Collected data entries:
|---|

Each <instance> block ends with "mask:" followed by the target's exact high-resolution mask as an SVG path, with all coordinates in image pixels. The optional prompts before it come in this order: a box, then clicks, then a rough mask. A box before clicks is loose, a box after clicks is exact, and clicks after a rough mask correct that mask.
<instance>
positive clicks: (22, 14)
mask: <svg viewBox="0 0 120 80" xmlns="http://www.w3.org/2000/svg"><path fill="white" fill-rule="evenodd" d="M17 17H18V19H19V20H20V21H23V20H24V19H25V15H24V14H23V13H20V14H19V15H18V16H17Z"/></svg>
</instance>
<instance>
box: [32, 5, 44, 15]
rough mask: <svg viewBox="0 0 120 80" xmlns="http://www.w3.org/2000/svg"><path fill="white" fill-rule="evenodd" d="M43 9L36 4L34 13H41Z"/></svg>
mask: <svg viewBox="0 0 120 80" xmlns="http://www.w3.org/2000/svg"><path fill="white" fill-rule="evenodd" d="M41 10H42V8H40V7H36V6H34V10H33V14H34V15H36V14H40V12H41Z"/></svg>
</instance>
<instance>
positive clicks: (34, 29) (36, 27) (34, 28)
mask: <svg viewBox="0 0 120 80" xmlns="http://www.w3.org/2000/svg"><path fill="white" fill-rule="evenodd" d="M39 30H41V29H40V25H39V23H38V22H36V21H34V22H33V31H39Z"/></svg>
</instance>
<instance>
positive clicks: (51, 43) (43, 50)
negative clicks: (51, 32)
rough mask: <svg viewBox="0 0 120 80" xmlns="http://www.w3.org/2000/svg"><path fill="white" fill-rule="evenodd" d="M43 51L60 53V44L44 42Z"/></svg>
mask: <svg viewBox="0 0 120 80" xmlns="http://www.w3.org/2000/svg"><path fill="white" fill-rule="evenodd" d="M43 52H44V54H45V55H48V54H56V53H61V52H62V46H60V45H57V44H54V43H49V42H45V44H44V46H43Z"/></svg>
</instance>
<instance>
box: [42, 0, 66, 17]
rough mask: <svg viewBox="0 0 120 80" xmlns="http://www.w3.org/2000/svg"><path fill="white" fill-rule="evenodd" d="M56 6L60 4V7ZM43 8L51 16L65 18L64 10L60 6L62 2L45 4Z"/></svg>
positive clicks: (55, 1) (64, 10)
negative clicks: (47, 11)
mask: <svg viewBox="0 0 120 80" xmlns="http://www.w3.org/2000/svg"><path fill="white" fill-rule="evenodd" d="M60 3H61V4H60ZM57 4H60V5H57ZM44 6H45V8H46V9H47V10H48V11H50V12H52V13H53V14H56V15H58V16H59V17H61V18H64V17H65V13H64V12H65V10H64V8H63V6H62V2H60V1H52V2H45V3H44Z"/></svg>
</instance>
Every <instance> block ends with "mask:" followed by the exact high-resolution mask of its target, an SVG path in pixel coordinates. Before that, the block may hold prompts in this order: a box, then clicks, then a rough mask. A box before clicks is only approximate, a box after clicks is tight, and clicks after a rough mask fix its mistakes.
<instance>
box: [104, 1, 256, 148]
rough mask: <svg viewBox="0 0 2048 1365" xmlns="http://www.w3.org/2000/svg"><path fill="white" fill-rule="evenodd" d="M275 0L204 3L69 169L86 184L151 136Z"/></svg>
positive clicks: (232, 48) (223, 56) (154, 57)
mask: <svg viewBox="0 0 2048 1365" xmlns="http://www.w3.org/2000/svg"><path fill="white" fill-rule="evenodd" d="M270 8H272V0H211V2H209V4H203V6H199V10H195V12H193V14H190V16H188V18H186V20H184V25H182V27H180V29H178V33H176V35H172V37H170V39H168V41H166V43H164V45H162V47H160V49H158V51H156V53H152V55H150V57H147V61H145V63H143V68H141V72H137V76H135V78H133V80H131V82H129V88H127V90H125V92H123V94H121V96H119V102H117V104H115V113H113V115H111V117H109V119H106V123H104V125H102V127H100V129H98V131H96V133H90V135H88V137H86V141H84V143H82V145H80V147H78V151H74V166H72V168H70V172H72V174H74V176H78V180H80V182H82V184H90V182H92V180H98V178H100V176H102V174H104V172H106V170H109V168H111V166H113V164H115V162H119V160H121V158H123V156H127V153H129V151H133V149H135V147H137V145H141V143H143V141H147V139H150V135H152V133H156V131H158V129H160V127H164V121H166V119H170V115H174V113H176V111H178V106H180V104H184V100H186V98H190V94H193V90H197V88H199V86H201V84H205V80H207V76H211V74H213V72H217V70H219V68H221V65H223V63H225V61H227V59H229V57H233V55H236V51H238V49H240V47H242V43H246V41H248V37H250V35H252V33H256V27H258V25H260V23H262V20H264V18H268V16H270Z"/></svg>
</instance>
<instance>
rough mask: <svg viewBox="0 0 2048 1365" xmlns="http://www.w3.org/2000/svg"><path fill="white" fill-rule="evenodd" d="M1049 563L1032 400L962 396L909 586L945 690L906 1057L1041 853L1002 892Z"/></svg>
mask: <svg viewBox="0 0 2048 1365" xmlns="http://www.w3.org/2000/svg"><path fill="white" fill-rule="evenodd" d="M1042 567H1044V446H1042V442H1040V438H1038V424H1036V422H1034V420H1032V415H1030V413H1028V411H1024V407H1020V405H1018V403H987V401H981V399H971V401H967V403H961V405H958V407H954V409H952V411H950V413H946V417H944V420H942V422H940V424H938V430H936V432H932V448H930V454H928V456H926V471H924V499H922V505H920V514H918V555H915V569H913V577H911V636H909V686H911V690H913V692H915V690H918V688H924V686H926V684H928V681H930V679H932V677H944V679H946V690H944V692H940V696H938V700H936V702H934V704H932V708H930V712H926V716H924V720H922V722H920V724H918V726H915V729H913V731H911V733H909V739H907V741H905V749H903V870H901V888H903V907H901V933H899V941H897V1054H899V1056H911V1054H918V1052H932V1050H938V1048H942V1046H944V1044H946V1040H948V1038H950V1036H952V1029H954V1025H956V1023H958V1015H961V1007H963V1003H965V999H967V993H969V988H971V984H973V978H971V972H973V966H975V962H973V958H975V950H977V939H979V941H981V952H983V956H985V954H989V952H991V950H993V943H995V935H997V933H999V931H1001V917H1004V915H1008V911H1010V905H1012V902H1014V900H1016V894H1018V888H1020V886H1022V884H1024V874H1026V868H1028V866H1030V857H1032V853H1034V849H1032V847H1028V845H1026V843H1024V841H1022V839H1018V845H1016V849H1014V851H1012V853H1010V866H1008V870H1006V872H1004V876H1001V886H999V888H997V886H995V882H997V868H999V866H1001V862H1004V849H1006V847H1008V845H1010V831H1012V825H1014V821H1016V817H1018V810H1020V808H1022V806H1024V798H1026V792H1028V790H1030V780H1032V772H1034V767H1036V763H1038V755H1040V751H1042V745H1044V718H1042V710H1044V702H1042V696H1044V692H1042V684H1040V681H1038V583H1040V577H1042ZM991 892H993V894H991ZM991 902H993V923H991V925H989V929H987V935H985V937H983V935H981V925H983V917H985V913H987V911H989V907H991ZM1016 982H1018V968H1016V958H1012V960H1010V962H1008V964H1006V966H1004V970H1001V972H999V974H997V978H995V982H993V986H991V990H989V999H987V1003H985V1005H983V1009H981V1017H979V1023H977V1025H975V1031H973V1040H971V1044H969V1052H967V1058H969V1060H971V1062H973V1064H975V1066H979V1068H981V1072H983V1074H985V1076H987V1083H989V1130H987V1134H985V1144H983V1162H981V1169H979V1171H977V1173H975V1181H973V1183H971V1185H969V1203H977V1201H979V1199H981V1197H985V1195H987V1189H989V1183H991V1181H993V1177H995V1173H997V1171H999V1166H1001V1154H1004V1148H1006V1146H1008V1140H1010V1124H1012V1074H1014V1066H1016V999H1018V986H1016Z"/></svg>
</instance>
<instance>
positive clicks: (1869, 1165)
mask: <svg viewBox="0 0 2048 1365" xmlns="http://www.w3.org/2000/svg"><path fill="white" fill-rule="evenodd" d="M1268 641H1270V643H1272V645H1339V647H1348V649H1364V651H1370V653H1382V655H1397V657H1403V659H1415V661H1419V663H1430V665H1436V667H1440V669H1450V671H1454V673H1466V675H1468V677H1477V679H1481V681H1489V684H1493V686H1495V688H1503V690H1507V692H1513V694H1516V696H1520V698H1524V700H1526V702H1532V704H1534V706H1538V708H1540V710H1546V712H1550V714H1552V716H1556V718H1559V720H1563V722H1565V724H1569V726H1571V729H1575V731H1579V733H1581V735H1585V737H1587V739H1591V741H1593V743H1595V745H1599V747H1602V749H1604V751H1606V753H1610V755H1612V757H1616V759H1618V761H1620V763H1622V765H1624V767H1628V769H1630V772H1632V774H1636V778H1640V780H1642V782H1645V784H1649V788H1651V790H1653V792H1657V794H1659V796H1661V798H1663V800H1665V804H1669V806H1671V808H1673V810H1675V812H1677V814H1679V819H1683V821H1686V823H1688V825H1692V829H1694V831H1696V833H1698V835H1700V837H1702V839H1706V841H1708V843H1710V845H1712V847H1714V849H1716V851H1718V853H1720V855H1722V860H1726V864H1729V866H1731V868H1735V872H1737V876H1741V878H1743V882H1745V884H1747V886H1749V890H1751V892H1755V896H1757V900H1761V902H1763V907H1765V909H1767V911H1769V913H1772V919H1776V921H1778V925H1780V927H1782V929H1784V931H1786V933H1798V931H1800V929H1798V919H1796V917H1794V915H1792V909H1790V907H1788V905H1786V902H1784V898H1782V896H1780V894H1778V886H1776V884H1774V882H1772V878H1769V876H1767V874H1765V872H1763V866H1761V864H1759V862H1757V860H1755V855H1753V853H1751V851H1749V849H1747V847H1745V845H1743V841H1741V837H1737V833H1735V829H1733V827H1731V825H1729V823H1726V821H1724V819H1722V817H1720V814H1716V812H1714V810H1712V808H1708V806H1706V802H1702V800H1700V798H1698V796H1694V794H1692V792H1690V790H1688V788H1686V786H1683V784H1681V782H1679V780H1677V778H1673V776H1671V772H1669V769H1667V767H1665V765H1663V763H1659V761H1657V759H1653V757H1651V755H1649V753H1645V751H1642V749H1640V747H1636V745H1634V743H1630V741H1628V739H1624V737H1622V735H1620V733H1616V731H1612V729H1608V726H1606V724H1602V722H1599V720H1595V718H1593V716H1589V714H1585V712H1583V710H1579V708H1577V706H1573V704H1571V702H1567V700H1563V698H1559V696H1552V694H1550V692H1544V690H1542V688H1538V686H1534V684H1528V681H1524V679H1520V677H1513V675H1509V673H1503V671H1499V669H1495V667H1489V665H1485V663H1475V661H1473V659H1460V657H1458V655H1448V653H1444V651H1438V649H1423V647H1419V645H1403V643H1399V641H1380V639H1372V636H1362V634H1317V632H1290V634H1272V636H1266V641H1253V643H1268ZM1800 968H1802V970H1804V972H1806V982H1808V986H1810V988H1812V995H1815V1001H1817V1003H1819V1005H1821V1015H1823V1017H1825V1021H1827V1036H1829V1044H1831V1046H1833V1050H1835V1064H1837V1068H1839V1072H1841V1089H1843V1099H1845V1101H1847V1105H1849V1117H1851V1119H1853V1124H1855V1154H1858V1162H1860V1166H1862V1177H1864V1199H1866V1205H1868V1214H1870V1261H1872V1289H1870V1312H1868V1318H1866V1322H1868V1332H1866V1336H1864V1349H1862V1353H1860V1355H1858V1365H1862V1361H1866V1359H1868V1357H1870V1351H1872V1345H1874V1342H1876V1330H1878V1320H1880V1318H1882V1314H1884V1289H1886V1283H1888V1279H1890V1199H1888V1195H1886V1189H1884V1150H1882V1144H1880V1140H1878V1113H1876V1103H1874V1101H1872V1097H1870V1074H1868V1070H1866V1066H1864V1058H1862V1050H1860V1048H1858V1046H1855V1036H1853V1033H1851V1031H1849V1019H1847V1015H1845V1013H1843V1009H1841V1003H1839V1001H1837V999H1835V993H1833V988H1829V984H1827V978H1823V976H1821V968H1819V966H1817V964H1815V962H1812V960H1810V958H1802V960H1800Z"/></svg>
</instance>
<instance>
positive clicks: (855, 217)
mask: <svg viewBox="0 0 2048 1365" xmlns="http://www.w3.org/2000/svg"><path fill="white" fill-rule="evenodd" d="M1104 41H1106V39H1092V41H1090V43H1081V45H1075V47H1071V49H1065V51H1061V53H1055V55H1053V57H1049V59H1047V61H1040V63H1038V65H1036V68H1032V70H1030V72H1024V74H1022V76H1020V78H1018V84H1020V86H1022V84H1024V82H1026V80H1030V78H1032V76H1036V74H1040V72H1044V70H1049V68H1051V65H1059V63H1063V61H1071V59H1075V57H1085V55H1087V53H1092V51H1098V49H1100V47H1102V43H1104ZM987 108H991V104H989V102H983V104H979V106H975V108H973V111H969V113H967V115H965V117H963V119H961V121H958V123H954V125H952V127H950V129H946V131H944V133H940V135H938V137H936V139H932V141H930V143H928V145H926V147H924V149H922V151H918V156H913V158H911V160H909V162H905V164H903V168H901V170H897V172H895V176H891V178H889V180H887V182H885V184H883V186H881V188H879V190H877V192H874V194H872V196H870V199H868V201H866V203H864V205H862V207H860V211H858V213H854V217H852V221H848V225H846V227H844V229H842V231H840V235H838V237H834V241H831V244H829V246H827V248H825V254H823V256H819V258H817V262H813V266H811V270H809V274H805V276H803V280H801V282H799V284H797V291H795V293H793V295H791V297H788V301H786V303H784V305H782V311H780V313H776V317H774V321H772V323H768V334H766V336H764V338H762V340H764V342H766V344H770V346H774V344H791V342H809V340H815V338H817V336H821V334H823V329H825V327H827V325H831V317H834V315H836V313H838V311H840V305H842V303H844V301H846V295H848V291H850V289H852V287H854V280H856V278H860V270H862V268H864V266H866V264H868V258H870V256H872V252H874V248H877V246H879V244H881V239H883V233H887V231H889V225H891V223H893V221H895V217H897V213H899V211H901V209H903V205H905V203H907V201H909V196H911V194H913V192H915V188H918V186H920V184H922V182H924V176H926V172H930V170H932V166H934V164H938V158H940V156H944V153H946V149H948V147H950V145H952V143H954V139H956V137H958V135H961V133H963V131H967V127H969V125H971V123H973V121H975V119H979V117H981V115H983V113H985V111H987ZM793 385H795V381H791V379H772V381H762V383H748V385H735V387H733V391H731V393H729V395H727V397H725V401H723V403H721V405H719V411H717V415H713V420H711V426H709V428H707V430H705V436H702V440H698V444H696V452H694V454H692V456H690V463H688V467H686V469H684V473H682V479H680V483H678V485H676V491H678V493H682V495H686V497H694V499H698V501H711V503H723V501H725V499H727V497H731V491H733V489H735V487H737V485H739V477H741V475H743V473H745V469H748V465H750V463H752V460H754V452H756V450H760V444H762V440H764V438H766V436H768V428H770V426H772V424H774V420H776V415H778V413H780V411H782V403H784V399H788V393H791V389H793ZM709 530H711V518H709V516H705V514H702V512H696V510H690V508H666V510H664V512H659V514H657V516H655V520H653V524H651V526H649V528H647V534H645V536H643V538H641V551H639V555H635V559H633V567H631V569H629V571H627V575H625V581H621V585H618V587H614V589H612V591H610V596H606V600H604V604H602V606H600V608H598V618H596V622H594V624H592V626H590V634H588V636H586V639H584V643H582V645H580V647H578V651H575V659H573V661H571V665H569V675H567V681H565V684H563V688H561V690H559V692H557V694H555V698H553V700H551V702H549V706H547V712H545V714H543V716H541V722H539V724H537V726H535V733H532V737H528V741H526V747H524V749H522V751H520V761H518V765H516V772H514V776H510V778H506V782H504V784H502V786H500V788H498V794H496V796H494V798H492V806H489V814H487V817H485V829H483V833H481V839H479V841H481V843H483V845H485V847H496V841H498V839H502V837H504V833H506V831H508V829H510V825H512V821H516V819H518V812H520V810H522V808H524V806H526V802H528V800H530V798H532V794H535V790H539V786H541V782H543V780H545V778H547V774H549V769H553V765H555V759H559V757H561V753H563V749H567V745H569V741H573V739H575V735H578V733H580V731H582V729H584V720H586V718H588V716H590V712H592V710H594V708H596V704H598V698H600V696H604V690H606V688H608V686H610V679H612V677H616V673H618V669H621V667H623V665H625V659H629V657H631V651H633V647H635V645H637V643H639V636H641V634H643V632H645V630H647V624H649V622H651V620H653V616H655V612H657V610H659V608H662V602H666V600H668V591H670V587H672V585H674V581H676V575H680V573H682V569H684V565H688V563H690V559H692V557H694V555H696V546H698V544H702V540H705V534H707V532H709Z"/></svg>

|---|

Put each line from the first line of the entries through the line containing "positive clicks: (55, 1) (64, 10)", both included, into a JSON list of strings. Use one string per line and leave out blank lines.

[
  "Each <instance> block ends with \"mask:\" followed by the target's exact high-resolution mask as an SVG path, with all coordinates in image pixels. The optional prompts before it come in this order: a box, then clicks, then a rough mask. A box before clicks is loose, a box after clicks is exact, and clicks after a rough mask correct that mask.",
  "<instance>",
  "positive clicks: (22, 14)",
  "mask: <svg viewBox=\"0 0 120 80\" xmlns=\"http://www.w3.org/2000/svg\"><path fill=\"white\" fill-rule=\"evenodd\" d=\"M17 17H18V19H19V20H20V21H23V20H24V19H25V15H24V14H23V13H20V14H19V15H18V16H17Z\"/></svg>",
  "</instance>",
  "<instance>",
  "box: [32, 5, 44, 15]",
  "rough mask: <svg viewBox=\"0 0 120 80\" xmlns=\"http://www.w3.org/2000/svg\"><path fill=\"white\" fill-rule=\"evenodd\" d=\"M43 9L36 4L34 13H41Z\"/></svg>",
  "mask: <svg viewBox=\"0 0 120 80\" xmlns=\"http://www.w3.org/2000/svg\"><path fill=\"white\" fill-rule=\"evenodd\" d=\"M41 10H42V8H40V7H36V6H34V10H33V14H34V15H36V14H40V12H41Z\"/></svg>",
  "</instance>",
  "<instance>",
  "positive clicks: (34, 29) (36, 27) (34, 28)",
  "mask: <svg viewBox=\"0 0 120 80\" xmlns=\"http://www.w3.org/2000/svg\"><path fill=\"white\" fill-rule=\"evenodd\" d=\"M39 30H41V29H40V25H39V23H38V22H36V21H34V22H33V31H39Z\"/></svg>",
  "</instance>",
  "<instance>",
  "positive clicks: (51, 43) (43, 50)",
  "negative clicks: (51, 32)",
  "rough mask: <svg viewBox=\"0 0 120 80\" xmlns=\"http://www.w3.org/2000/svg\"><path fill=\"white\" fill-rule=\"evenodd\" d=\"M43 51L60 53V44L44 42Z\"/></svg>",
  "mask: <svg viewBox=\"0 0 120 80\" xmlns=\"http://www.w3.org/2000/svg\"><path fill=\"white\" fill-rule=\"evenodd\" d=\"M43 52H44V54H45V55H48V54H56V53H61V52H62V46H60V45H57V44H54V43H49V42H45V44H44V46H43Z\"/></svg>",
  "</instance>",
  "<instance>",
  "box: [42, 0, 66, 17]",
  "rough mask: <svg viewBox=\"0 0 120 80\" xmlns=\"http://www.w3.org/2000/svg\"><path fill=\"white\" fill-rule=\"evenodd\" d=\"M56 6L60 4V7ZM43 8L51 16L65 18L64 10L60 6L62 2L45 4Z\"/></svg>",
  "positive clicks: (55, 1) (64, 10)"
]